TEXT:

## begin

A simple tokenizer written in typescript.
The Token
constructor accepts an array of possible RegExp
that may be used to extract a token, the original source string, and optionally a starting index.
When constructed, Token
tests all given regular expressions it was given and selects the first that matches. The pattern
and value
properties are then updated to hold the regular expression and the portion of string it matched, respectively.
console.log(new Token( [ /[\s]+/, /[a-z]+/ ], "just a test string"));
will output:
Token { index: 0, pattern: /[a-z]+/, value: "just" }
yield
The static generator method yield
accepts the same arguments as the constructor, but sequentially extracts and yields a token so long as one can be matched.
console.log( [ ...Token.yield( [ /[\s]+/, /[a-z]+/ ], "just a test string", 0 ) ] );
wil output:
[
Token { index: 0, pattern: /[a-z]+/, value: "just" },
Token { index: 4, pattern: /[\s]+/, value: " " },
Token { index: 5, pattern: /[a-z]+/, value: "a" },
Token { index: 6, pattern: /[\s]+/, value: " " },
Token { index: 7, pattern: /[a-z]+/, value: "test" },
Token { index: 11, pattern: /[\s]+/, value: " " },
Token { index: 12, pattern: /[a-z]+/, value: "string" }
]

## end

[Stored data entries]
## begin

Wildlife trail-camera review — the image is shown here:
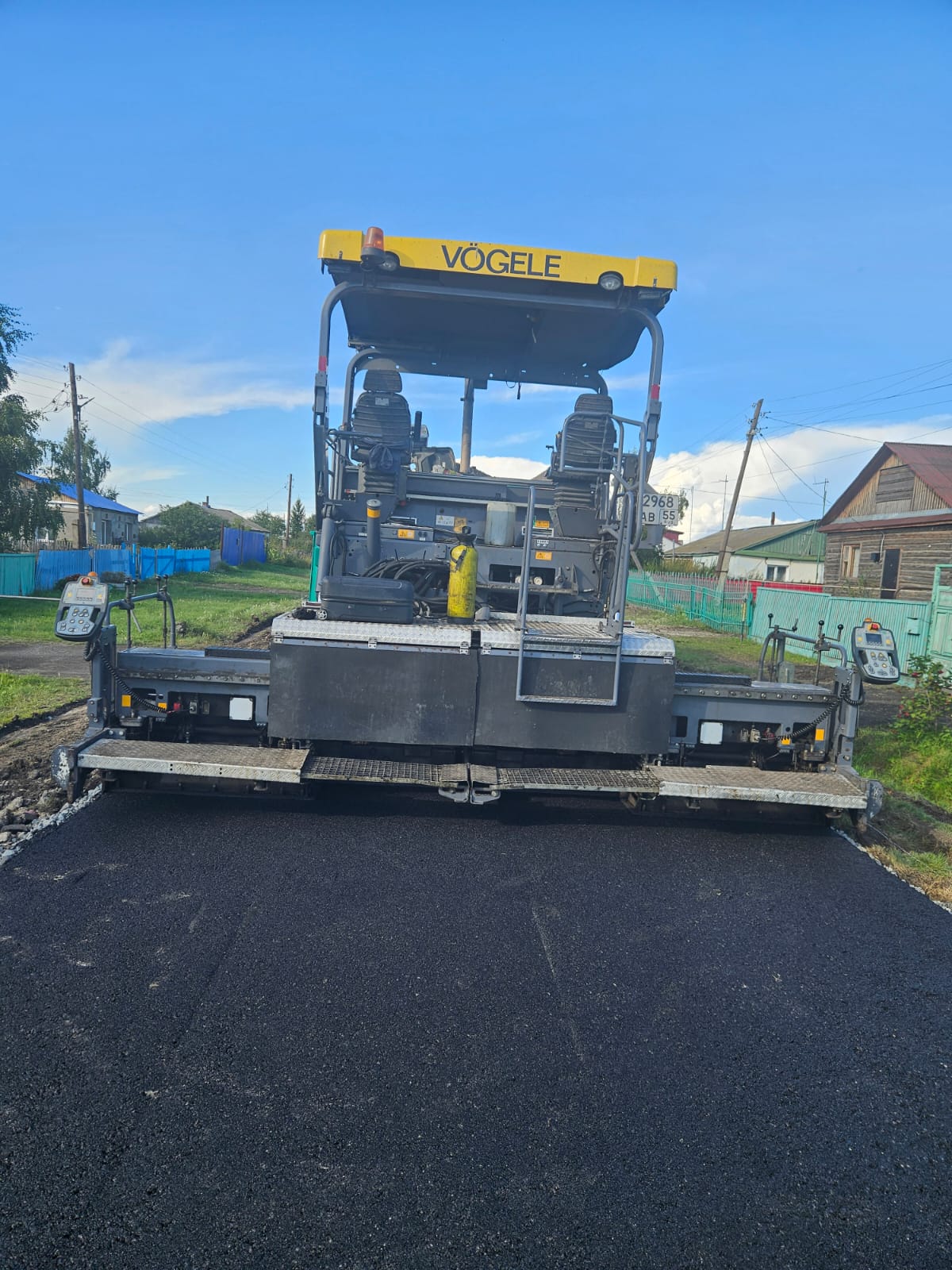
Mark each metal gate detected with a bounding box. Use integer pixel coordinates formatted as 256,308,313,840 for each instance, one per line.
929,564,952,671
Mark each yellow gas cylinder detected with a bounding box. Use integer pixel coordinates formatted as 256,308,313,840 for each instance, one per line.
447,542,478,622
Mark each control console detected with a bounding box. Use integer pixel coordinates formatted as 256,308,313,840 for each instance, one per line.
853,618,900,683
53,573,109,641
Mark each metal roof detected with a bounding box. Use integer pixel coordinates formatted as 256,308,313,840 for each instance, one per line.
17,472,138,516
674,521,816,556
819,441,952,532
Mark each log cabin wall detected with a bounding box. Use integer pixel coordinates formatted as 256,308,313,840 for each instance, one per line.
823,523,952,599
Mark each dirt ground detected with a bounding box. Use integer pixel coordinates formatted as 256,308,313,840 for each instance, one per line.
0,703,86,853
0,640,89,679
0,624,271,857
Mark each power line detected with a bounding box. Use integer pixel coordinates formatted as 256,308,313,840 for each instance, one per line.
757,437,800,514
773,357,952,402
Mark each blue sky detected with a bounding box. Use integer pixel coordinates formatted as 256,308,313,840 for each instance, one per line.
7,0,952,536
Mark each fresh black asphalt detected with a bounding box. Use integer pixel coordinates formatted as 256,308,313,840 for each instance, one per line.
0,791,952,1270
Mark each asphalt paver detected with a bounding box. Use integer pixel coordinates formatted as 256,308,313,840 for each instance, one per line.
0,791,952,1270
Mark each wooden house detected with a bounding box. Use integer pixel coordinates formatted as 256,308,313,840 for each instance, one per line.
817,442,952,599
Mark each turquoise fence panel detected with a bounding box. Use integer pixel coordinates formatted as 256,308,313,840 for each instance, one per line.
929,564,952,671
34,550,93,591
627,573,750,635
0,551,36,595
750,587,931,675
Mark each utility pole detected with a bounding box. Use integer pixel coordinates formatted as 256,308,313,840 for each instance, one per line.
814,476,830,582
70,362,89,550
717,398,764,591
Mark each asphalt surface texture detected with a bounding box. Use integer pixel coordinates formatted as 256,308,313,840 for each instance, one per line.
0,790,952,1270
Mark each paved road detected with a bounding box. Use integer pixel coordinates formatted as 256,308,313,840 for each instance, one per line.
0,792,952,1270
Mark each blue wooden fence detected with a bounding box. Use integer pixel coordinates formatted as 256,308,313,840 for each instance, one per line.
35,548,211,595
221,529,268,565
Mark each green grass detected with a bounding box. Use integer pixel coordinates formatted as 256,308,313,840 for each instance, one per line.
853,728,952,811
0,671,89,728
0,564,309,646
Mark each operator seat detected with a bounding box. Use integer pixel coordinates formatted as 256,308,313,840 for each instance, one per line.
548,392,617,538
552,392,617,479
351,360,413,475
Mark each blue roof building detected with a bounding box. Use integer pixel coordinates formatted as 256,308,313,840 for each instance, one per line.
17,472,138,548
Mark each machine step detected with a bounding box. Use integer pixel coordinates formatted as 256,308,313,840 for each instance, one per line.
656,767,867,810
301,754,470,790
479,764,658,795
76,739,307,785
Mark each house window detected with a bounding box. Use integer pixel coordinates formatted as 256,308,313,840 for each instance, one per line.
840,546,859,578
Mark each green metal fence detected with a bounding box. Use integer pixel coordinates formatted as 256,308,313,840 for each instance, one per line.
627,573,751,637
750,587,931,675
0,551,36,595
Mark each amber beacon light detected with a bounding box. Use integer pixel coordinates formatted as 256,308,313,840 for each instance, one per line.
360,225,385,267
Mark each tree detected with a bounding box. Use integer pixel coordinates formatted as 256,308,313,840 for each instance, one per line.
44,423,119,502
0,305,62,548
290,498,305,538
251,510,284,533
138,503,221,551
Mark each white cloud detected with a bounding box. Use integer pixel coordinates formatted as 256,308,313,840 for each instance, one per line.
81,341,311,423
651,414,952,541
17,339,313,433
472,455,547,480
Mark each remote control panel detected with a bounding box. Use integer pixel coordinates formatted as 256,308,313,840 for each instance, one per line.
853,618,899,683
53,574,109,640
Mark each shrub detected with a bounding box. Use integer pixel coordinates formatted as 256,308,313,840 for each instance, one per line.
893,656,952,737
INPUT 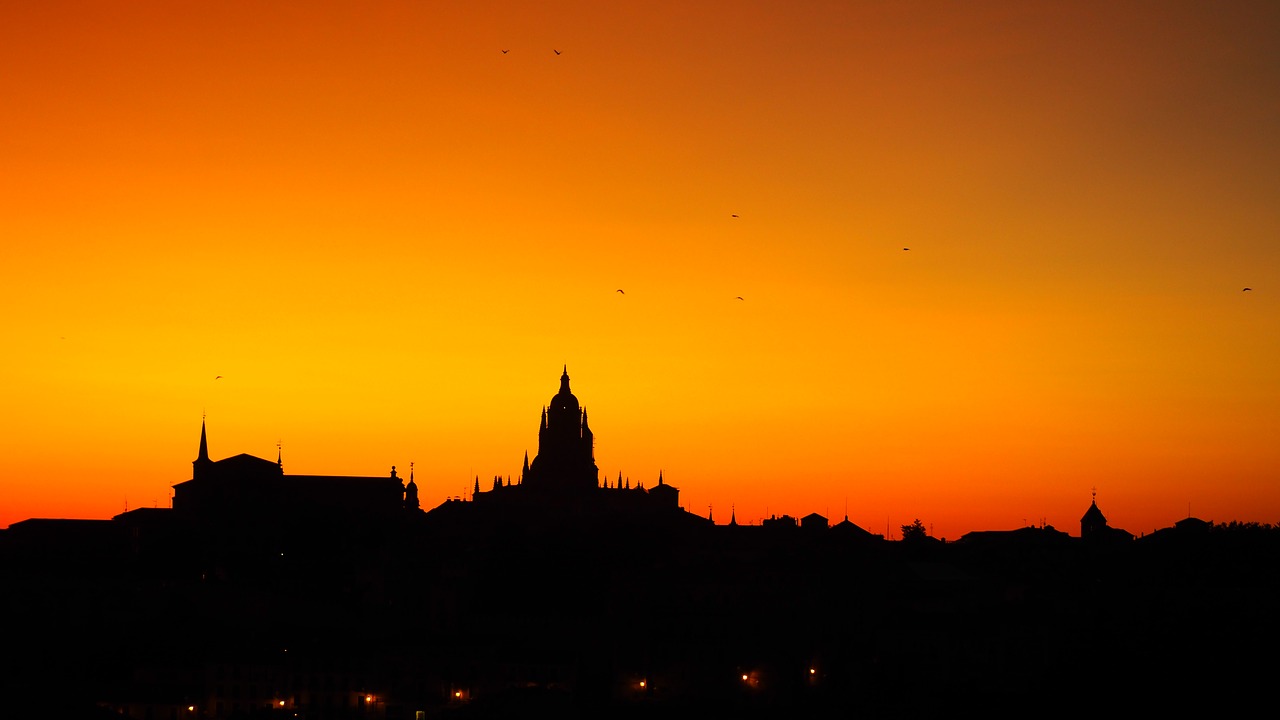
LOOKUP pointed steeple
[404,462,421,510]
[196,416,209,462]
[191,416,214,480]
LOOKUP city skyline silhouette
[0,0,1280,539]
[0,366,1280,719]
[0,0,1280,720]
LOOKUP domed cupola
[550,365,579,416]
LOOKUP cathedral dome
[550,365,577,413]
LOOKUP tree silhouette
[902,518,929,541]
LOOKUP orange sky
[0,0,1280,539]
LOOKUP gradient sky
[0,0,1280,539]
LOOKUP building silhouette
[0,366,1280,720]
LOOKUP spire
[196,416,209,462]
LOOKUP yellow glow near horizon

## end

PROBLEM: Please write out the tokenizer text between "A simple tokenizer" and "can be matched.", inclusive, and swap "constructor" for "initializer".

ANSWER BELOW:
A simple tokenizer written in typescript.
The Token
initializer accepts an array of possible RegExp
that may be used to extract a token, the original source string, and optionally a starting index.
When constructed, Token
tests all given regular expressions it was given and selects the first that matches. The pattern
and value
properties are then updated to hold the regular expression and the portion of string it matched, respectively.
console.log(new Token( [ /[\s]+/, /[a-z]+/ ], "just a test string"));
will output:
Token { index: 0, pattern: /[a-z]+/, value: "just" }
yield
The static generator method yield
accepts the same arguments as the initializer, but sequentially extracts and yields a token so long as one can be matched.